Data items

◇ ◇ ◇

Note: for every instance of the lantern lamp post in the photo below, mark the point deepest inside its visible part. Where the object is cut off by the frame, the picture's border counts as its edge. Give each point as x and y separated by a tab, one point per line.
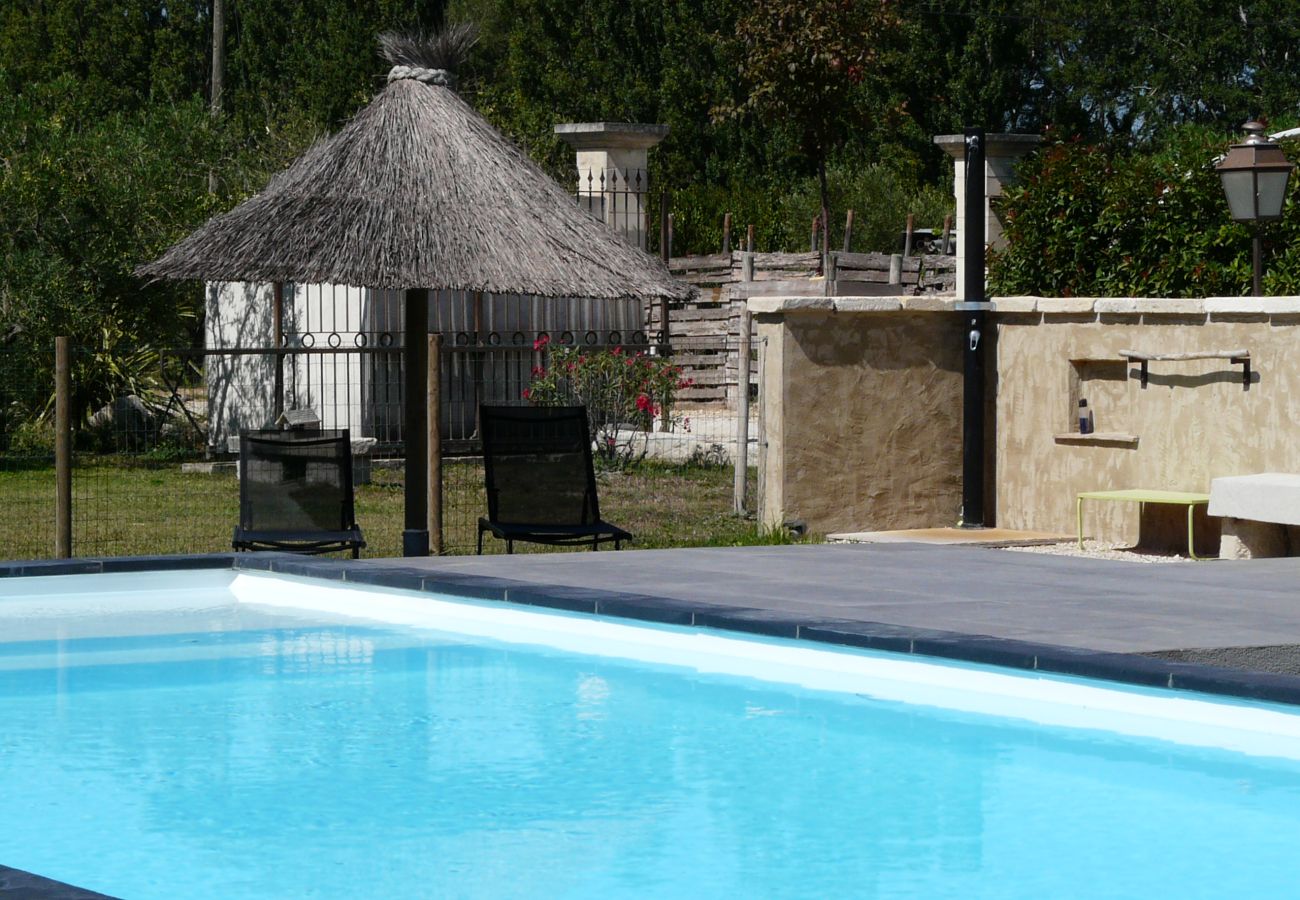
1255	176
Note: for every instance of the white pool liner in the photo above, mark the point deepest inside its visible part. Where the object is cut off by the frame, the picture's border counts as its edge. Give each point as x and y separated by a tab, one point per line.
1049	700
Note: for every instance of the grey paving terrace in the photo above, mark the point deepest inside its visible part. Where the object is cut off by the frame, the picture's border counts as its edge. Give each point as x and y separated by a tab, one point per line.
1073	602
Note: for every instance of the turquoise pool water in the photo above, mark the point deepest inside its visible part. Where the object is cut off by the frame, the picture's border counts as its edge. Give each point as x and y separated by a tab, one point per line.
280	753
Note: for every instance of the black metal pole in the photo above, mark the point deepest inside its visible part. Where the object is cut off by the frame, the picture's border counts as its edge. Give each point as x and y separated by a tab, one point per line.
415	537
973	334
1257	262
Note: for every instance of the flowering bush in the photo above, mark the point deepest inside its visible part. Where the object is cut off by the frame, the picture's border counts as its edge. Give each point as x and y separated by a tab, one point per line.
623	393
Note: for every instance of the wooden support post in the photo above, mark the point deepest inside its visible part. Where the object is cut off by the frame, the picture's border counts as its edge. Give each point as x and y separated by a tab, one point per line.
664	242
434	406
415	429
761	498
277	340
741	457
63	448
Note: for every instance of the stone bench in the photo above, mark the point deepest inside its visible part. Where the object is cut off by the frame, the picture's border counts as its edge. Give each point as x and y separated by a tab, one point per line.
1261	515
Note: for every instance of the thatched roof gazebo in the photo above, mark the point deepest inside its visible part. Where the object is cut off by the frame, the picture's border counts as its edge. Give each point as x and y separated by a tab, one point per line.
419	193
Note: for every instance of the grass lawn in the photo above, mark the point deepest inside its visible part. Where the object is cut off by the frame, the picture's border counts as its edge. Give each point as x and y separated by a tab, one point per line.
139	509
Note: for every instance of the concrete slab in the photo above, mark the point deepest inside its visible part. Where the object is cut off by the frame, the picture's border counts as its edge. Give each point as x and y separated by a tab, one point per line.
1065	601
1265	497
974	536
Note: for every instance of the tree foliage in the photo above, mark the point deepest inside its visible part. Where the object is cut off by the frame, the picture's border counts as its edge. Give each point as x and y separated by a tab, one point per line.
105	145
1092	220
815	65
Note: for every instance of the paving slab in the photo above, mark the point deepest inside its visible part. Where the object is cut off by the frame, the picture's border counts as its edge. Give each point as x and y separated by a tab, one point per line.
1065	601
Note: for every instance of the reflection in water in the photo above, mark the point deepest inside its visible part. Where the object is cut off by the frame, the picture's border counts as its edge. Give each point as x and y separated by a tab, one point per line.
355	761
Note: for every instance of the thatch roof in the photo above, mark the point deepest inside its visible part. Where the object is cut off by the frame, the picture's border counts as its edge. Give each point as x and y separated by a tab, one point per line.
417	191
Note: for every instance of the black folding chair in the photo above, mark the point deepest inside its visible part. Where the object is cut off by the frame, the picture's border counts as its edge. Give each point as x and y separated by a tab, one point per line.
295	492
541	485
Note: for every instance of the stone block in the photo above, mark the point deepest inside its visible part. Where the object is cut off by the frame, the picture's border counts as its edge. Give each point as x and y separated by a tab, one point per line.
930	303
767	304
1266	497
1015	304
1243	539
867	303
1066	306
1246	306
1147	306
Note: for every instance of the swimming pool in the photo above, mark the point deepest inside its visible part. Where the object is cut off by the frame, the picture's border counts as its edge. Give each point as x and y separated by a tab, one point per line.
233	734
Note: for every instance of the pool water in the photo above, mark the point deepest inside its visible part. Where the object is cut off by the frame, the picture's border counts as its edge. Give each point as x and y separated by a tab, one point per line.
276	753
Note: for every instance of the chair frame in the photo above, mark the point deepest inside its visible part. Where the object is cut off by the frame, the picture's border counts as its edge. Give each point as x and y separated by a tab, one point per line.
308	541
592	533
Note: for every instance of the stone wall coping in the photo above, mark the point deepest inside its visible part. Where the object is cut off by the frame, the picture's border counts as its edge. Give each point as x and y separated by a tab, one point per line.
1045	306
1143	306
611	135
761	304
867	303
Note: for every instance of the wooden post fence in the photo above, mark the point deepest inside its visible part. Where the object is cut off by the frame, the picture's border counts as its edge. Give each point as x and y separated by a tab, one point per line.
434	406
63	449
741	457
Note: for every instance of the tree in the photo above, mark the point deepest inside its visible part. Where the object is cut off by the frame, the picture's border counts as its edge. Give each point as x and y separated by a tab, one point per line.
814	65
1093	220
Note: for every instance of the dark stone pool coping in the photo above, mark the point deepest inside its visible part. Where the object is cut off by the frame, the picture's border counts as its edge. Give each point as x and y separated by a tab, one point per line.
1112	666
1123	667
18	883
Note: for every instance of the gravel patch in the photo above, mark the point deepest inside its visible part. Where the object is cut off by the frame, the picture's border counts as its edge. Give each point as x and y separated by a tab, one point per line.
1096	550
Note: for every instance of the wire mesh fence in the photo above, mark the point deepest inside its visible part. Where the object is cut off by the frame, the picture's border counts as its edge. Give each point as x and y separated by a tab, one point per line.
155	466
666	470
26	454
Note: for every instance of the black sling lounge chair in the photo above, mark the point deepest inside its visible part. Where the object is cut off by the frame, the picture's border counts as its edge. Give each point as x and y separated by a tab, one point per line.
541	487
295	493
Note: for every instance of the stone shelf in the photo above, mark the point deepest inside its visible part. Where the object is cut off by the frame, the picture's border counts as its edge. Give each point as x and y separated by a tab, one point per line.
1097	437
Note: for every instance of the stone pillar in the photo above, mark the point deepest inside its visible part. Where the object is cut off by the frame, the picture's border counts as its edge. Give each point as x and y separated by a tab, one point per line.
1001	152
611	172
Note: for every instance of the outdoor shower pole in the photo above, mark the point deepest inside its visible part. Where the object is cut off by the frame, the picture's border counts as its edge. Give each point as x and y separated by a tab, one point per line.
415	537
973	334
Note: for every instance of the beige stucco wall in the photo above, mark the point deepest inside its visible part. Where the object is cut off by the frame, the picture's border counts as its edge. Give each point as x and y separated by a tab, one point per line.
862	411
1192	423
862	403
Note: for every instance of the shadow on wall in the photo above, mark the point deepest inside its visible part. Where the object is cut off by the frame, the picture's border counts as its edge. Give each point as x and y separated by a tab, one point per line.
241	389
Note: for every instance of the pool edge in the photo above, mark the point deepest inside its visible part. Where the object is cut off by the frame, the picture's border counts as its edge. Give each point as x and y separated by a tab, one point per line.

◇ ◇ ◇

TASK GOAL:
Every record is to be reproduced exactly, with no pictures included.

TASK ANSWER:
Note: for every instance of the lantern lamp post in the photo below, mark the point deepest inside its visible part. Where the object is cut off by the frame, the picture's border counts as its edge. Give each point as x and y separated by a tab, one point per line.
1255	176
Note: for every instance of the white pool liner in the photo above, mark the point deepest inside its visible part. Where the object is cut off by the frame, the picture's border counts as its edge. Give each point as x and y separated by a tab, one point per line.
1049	700
Note: for every instance of the grey paving terrace in the photo above, mark the point deepest inside its visible part. Where the object is cut off by the frame, the picture's border counts as its edge. Give each point as x and y separated by a tab, one point per line.
1073	602
Note: for every instance of the turquoise pool water in the photo above, mark the point deepest inside its visible part. Where the object is cut off by the frame, the picture's border counts as its edge. Give each point as x and y separated by a tab, one point per line.
280	753
Note: for every instance of the black metal pole in the photo above, mark the point deepest inside its visible part. Where the object is cut off by the frame, the picture's border counts as its edge. Give each point as x and y separated by a tab, one point per line.
415	537
973	334
1257	262
Note: for every instance of the flowering bush in the photo above, mark the point deepest inside its visible part. Where the object is cut off by the frame, the picture's border counts as its edge. Give each point as x and y separated by a tab, one point per line.
623	393
Note: for every instance of the wooden support post in the photo above, mark the point deepest inside its visible part. Where the object is cut off by the frame, the picture's border counts as its edge. Give each point as x and y separated by a tab, one point per line.
664	242
434	406
415	429
761	498
277	340
741	457
63	448
Note: for every instance of the stone bench in the photo above, mark the point deepest inside its visible part. Where the object is cut off by the frame, the picture's border counts as its edge. Give each point as x and y separated by a tab, one point per line.
1261	515
Note: for every instance of the thatched roof gazebo in the photo above, mark the point deepest inside its visible part. Where the object is cut off by the frame, the picture's border counts as its edge. Give each point as x and y separated by a tab, one point per line.
419	193
Note: for every instance of the grass lawn in the photo above, mark the point deepest inside its visible part. Where the object is cut off by the frame, the picture's border counts as its edge. Give each point as x and y separated by a tab, one point per line.
139	509
Note: for every instance of the concrete slab in the photo above, mark the point deepest inside its visible part. Where the object is cut off by the frame, the picture's border counts as its edge. Give each point as x and y separated by a tab, one point per line.
1065	601
1265	497
974	536
Note: for every instance of the tree foliage in the photo above, mark the point deepest inside its visible part. Where the object is cut off by the frame, the picture's border counts as its edge. Give each point as x and y separated by a tab, one point per line.
105	145
1092	220
815	65
Note: for every instance of the paving slab in the photo above, mark the point deepest inside its visible part. Where the object is cut off by the frame, the picture's border counts as its edge. Give each point as x and y separated by a tab, one point per line.
1065	601
Note: for every instance of the reflection in water in the photo above, mark the point deepest inside its visible part. Where the object is cut off by the frame, the picture's border counts as its edge. Give each point as x and y separated by a tab, one point per line.
355	761
Note: for every instance of the thatch roof in the photo above, mark the point deepest inside its visible part. Where the object is cut off by the frame, the picture's border counts as its edge. Give each point as x and y separated by a tab, one point per line.
417	191
Note: for every instance of the black folding chair in the photo above, mark the point deepest inside its visible part. Where the object is cut off by the frame, the picture's border counts as its edge. Give each point as x and y separated by a tab, one point per line.
295	492
541	485
Note: for every instance of the stone block in the photo above, mark the point deepest inside its visible part. Where the object is cut off by the frame, the picture's border counts as its edge. Give each point as x and y separated by a tab, one point per line.
930	303
767	304
1266	497
1015	304
1243	539
867	303
1066	306
1246	306
1147	306
Note: for every instance of the swimming pool in the photo above, mark the point deepest inside its visible part. Where the object is cut off by the frame, the picture's border counts as its edge. Give each point as x and y separated by a tab, one point per line.
233	734
Note: for every instance of the pool water in the photo above, mark the point deepest inside its visible part. Where the object is cut off by the frame, the picture's border counts as its edge. Give each point as x and y separated by a tab, one point per line.
276	753
Note: for every instance of the chair frame in the photo above, mark the point deepest inside its visible part. Where the object is cut off by the frame, the picture's border counts as its edge. Give each point as x and y separated by a tab, one point per line.
308	541
592	533
Note: for every instance of the stone wall coping in the photo above, mark the point deepest inside its visible part. Where the object is cut off by the frame, the picture's border counts as its edge. Give each point as x and y separated by a tab, one point per line.
1045	306
1143	306
611	135
761	304
867	303
Note: for every instance of the wooden post fence in the photo above, mark the point deepest inside its visible part. Where the object is cut off by the frame, the picture's border counts as its edge. Give each point as x and y separated by a tab, one point per line.
434	406
63	449
741	457
Note: for every instance of the tree in the photo above, mark the point deepest inside its visible part. Where the object is cut off by the frame, the picture's border counts as its edge. Give each point as x and y separated by a tab, one point per line.
814	65
1093	220
Note: for every instance of the dark stone pool coping in the photo above, mark the point deepest inside its visible part. Where the object is cut off by the frame, the picture's border counts as its edge. Give each point as x and y separated by a tab, one point per line.
1112	666
1123	667
18	883
Note: for every instance of the gravel patch in the photo above, mark the point deepest inside its visible part. Where the object is cut off by the frame, the picture's border counts as its edge. Give each point as x and y separated by a tab, one point per line.
1096	550
Note: for every instance of the wire mesh fence in the photo above, mark the point deepest inside its visible part. Where the object is cut off by the frame, the picture's border counts as its edge. Give each point as x and y separated by a tab, one point per line.
155	466
666	470
26	454
Note: for every instance of the black sling lounge chair in the photo above, mark the point deepest inside its visible part. Where the object is cut off by the frame, the picture's border counts as its edge. Give each point as x and y separated by a tab, one point per line.
541	487
295	493
Note: for every instance of the stone shelf in the photo above, mark the point deepest inside its visible part. Where the object is cut off by the frame, the picture's border counts as its edge. Give each point as x and y separated by a tab, one point per line.
1097	437
Note: for every instance of the stone pillar in the photo above, mark the point deepest inside its visible part. Where the object is cut off by the frame, the picture's border counts as its edge. Give each point as x and y separated by a tab, one point per line.
1001	152
611	172
Note: for every instance of the outdoor shower pole in the photo above, mark the point deepest inside its visible part. Where the object is cut off by the frame, the picture's border counts as its edge. Give each point as x and y separated by a tab, one point per line.
415	537
973	334
Note: for every instance of the beige stucco wall in the photo above, mark the point deepest inside its visible part. Where the object is cut off by the frame, the picture's border counts as its edge. Give each point as x and y separated by a tab, one point per line.
862	411
1192	423
862	403
Note: for every instance of the shadow on wall in the photo above, mark the point deepest inside its visible part. Where the object is cut off by the frame, the picture's border counts as its edge. Give each point as x and y separated by a tab, one point per line.
241	389
Note: for every instance of the pool edge in the photo above, mark the point deepest inside its visible part. Where the object is cut off by the frame, the picture's border counts as its edge. Give each point as x and y separated by a tab, one point per line.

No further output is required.